--- begin Data shown ---

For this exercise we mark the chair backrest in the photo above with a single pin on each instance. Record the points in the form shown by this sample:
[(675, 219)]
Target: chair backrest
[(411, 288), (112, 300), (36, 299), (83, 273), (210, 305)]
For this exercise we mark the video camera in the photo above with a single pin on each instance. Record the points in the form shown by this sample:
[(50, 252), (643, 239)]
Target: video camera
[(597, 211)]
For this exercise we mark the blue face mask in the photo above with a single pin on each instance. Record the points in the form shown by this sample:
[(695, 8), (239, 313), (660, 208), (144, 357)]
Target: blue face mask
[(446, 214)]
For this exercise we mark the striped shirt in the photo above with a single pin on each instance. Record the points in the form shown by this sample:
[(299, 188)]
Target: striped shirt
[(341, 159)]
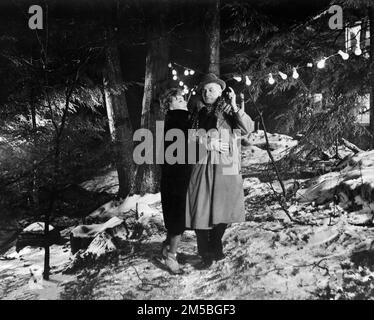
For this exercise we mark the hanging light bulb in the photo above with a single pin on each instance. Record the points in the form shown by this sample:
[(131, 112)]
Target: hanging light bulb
[(283, 75), (247, 81), (271, 79), (358, 51), (295, 74), (321, 64), (343, 54)]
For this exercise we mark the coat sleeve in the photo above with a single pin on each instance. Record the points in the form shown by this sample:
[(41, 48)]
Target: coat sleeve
[(244, 122)]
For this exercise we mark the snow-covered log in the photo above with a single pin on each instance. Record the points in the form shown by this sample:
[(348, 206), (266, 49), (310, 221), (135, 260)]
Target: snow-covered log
[(82, 237), (353, 184)]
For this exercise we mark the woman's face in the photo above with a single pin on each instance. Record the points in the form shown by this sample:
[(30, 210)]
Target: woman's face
[(210, 92), (178, 103)]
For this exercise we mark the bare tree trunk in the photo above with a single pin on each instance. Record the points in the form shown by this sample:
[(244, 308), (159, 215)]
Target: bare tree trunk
[(118, 116), (34, 183), (156, 80), (371, 19), (213, 36)]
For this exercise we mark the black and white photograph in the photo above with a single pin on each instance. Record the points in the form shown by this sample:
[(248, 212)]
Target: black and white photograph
[(199, 151)]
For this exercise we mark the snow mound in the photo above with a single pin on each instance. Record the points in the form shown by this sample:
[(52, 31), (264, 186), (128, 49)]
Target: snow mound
[(353, 185)]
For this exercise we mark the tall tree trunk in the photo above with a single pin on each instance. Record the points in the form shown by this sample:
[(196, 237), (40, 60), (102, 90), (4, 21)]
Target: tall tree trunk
[(371, 18), (118, 116), (156, 80), (34, 182), (213, 36)]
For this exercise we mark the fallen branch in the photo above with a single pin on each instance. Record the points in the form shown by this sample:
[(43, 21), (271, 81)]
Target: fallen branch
[(351, 146)]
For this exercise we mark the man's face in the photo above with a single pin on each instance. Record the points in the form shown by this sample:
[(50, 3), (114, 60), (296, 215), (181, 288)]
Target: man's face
[(210, 92), (178, 103)]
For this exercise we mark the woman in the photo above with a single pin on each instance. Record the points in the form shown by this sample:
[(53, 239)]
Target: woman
[(215, 195), (174, 178)]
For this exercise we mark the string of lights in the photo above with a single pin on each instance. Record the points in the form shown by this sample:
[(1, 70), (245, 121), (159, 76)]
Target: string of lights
[(271, 77)]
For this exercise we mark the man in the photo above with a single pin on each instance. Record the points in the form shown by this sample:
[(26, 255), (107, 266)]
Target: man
[(215, 196)]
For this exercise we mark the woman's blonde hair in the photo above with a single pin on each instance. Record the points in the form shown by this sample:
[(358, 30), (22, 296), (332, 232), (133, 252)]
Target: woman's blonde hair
[(165, 98)]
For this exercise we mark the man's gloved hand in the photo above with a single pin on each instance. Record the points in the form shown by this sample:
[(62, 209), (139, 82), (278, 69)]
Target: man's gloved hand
[(232, 105)]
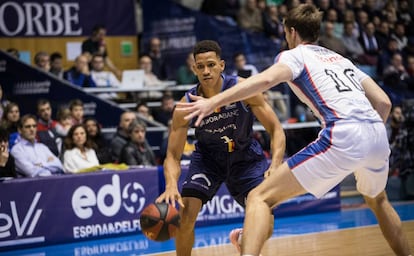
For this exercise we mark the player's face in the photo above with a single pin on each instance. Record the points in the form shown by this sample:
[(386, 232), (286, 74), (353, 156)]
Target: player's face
[(289, 34), (208, 68), (79, 136)]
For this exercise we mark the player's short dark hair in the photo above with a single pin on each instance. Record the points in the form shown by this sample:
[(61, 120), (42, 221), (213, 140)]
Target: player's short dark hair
[(306, 19), (207, 46), (55, 55)]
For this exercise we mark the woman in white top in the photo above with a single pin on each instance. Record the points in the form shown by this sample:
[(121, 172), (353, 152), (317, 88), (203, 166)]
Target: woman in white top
[(79, 153)]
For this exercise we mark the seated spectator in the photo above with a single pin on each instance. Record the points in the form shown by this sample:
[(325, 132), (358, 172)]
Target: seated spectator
[(249, 17), (64, 119), (56, 64), (79, 153), (33, 159), (395, 73), (76, 111), (7, 166), (353, 48), (164, 113), (150, 78), (100, 145), (143, 109), (10, 121), (158, 66), (42, 61), (241, 68), (79, 74), (121, 137), (3, 103), (46, 132), (185, 73), (137, 151), (14, 52), (272, 23), (101, 77), (330, 41), (96, 44), (369, 44)]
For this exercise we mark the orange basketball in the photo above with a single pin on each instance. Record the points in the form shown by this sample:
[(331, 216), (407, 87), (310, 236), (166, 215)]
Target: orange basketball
[(159, 221)]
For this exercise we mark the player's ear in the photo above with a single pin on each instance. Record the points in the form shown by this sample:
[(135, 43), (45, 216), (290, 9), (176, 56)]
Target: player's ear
[(222, 65)]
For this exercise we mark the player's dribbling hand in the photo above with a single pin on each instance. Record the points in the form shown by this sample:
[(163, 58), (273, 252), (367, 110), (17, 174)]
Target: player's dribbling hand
[(169, 196), (200, 107)]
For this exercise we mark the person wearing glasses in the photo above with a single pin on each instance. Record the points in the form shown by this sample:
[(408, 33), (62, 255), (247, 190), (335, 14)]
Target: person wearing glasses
[(33, 159)]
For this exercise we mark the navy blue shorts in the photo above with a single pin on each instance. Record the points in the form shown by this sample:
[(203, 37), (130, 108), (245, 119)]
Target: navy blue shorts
[(241, 171)]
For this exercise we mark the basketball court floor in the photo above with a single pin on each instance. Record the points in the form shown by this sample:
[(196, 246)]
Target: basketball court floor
[(351, 231)]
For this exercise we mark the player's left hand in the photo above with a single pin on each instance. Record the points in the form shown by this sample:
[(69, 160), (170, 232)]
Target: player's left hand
[(200, 107)]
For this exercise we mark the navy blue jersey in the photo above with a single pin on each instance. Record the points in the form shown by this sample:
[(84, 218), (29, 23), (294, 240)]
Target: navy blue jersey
[(229, 128)]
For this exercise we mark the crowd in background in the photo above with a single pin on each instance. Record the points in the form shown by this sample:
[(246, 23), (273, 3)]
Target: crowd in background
[(378, 36)]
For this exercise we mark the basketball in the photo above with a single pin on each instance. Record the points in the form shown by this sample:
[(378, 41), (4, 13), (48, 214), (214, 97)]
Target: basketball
[(159, 221)]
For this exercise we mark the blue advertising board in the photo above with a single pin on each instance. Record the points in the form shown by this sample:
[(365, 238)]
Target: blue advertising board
[(47, 18), (70, 208)]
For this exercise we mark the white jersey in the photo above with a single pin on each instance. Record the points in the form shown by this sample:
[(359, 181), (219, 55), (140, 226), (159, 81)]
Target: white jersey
[(329, 84)]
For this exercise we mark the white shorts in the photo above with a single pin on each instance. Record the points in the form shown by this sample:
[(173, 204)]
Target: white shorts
[(344, 148)]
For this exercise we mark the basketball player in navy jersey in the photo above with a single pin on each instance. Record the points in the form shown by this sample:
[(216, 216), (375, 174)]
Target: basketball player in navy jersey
[(352, 109), (226, 151)]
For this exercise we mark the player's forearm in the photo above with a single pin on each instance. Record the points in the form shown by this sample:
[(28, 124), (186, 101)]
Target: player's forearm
[(172, 172)]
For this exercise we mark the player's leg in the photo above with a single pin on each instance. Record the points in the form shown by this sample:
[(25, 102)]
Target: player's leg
[(184, 239), (390, 223), (276, 188)]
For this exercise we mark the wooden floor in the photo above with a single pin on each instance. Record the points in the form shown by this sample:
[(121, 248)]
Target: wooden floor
[(364, 241)]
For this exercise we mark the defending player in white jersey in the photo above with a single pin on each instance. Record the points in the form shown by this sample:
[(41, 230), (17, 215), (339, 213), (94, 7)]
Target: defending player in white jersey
[(352, 109)]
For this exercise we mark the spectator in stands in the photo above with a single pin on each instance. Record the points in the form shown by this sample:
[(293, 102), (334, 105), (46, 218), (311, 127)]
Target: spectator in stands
[(241, 68), (33, 159), (249, 17), (272, 23), (353, 48), (56, 64), (42, 61), (76, 111), (384, 58), (10, 121), (164, 113), (79, 153), (137, 151), (383, 34), (221, 8), (100, 144), (101, 77), (394, 123), (150, 78), (143, 109), (3, 103), (338, 27), (14, 52), (399, 35), (158, 66), (185, 73), (330, 41), (79, 74), (395, 73), (7, 166), (369, 44), (64, 119), (121, 137), (46, 127), (96, 44)]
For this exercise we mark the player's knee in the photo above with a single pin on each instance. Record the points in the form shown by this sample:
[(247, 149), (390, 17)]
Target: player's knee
[(377, 200)]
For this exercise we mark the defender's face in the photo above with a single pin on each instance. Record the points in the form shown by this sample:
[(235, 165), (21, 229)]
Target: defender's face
[(208, 68)]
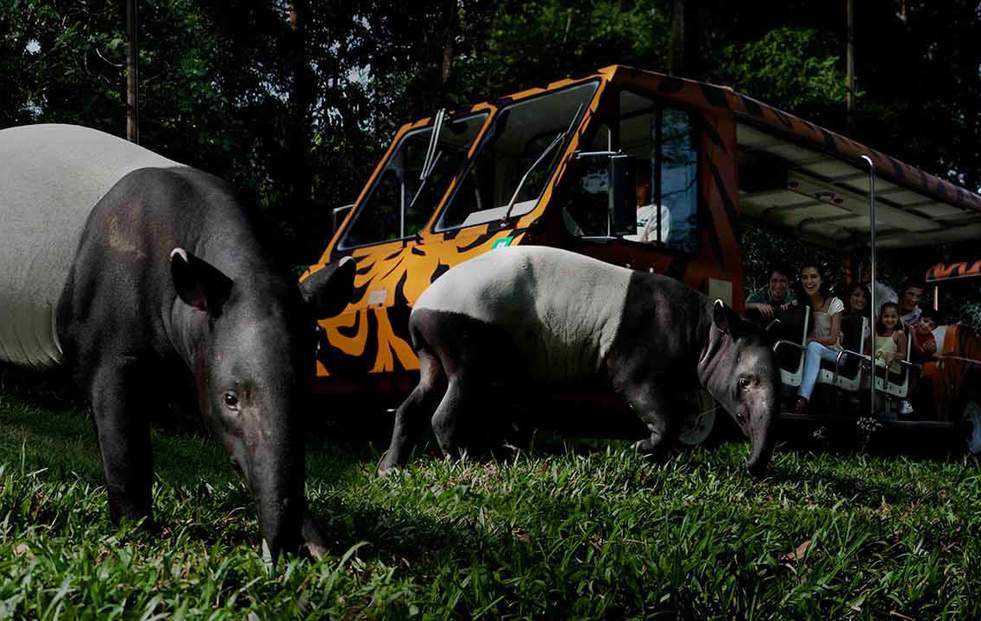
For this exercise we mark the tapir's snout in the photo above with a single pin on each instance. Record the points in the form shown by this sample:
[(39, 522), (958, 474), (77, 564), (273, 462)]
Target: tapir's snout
[(281, 521), (280, 498), (273, 468)]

--- end Data shown ---

What you should do:
Copy the data from its first line through the line with "[(341, 159)]", swapping "pin" for "marker" and leaving everything else unchanged.

The response:
For this exercise we mark the chair backrest in the photo above with a single marker on each instance. Record the points in the form shown by this sample:
[(675, 219)]
Target: chair backrest
[(411, 288), (112, 300), (36, 299), (83, 273), (210, 305)]
For this exercise we mark the video camera in the photo above with a single marker on each instance. Record the points in the form shown by this sample:
[(50, 252), (643, 239)]
Target: video camera
[(597, 211)]
For this exercise we mark the blue face mask in the photo above with a single marker on each instance. Record the points in the form shown by this sample:
[(695, 8), (239, 313), (660, 208), (144, 357)]
Target: blue face mask
[(446, 214)]
For this exercise we mark the striped shirt in the photo above with a single marker on each instance. Record the points in the form shown by this sample:
[(299, 188)]
Target: striped shirt
[(341, 159)]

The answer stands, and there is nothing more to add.